— What you will do —
The listing should be printed again without a single change.

— Given records —

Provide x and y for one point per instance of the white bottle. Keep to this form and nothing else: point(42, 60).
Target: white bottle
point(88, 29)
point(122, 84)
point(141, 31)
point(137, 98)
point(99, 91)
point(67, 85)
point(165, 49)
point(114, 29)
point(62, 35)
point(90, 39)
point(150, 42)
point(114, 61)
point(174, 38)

— Answer to this problem —
Provide x and y for one point per instance of the white bottle. Keep to this form and nothing else: point(42, 60).
Target: white bottle
point(88, 29)
point(122, 84)
point(141, 31)
point(137, 98)
point(99, 91)
point(67, 85)
point(165, 49)
point(114, 29)
point(62, 35)
point(90, 39)
point(150, 42)
point(114, 61)
point(174, 38)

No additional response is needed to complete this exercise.